THE PROBLEM.
Quote word for word the data between the line holding "Where can the pot" and the line holding "<point>31,87</point>", inclusive.

STORED DATA.
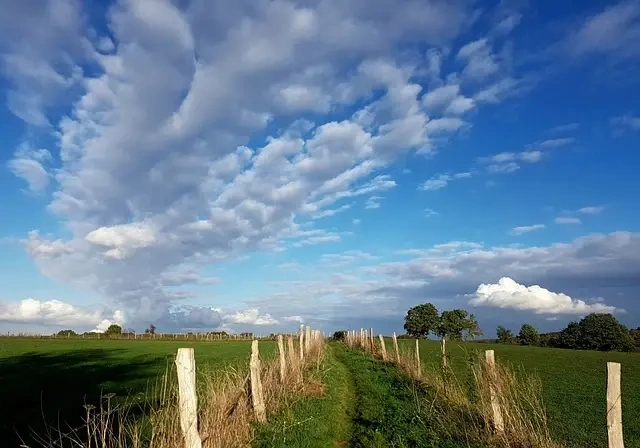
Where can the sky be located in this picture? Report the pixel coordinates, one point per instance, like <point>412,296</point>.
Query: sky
...
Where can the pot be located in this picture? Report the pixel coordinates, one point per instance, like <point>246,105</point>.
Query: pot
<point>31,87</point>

SOLUTION TO THIS PROBLEM.
Where can the pot be located in this picture? Report the pixel coordinates, one point per instance, like <point>246,105</point>.
Query: pot
<point>31,87</point>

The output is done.